** PROMPT **
Every record must be copied out exactly.

Point localization data:
-*-

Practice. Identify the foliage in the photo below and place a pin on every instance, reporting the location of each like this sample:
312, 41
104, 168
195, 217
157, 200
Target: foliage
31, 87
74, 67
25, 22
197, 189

-*-

** EXERCISE RESPONSE **
Practice. Identify the foliage in the photo below and place a pin on every instance, reporting the location of each like this sample:
312, 41
104, 168
195, 217
157, 200
Target: foliage
31, 87
74, 67
25, 22
197, 189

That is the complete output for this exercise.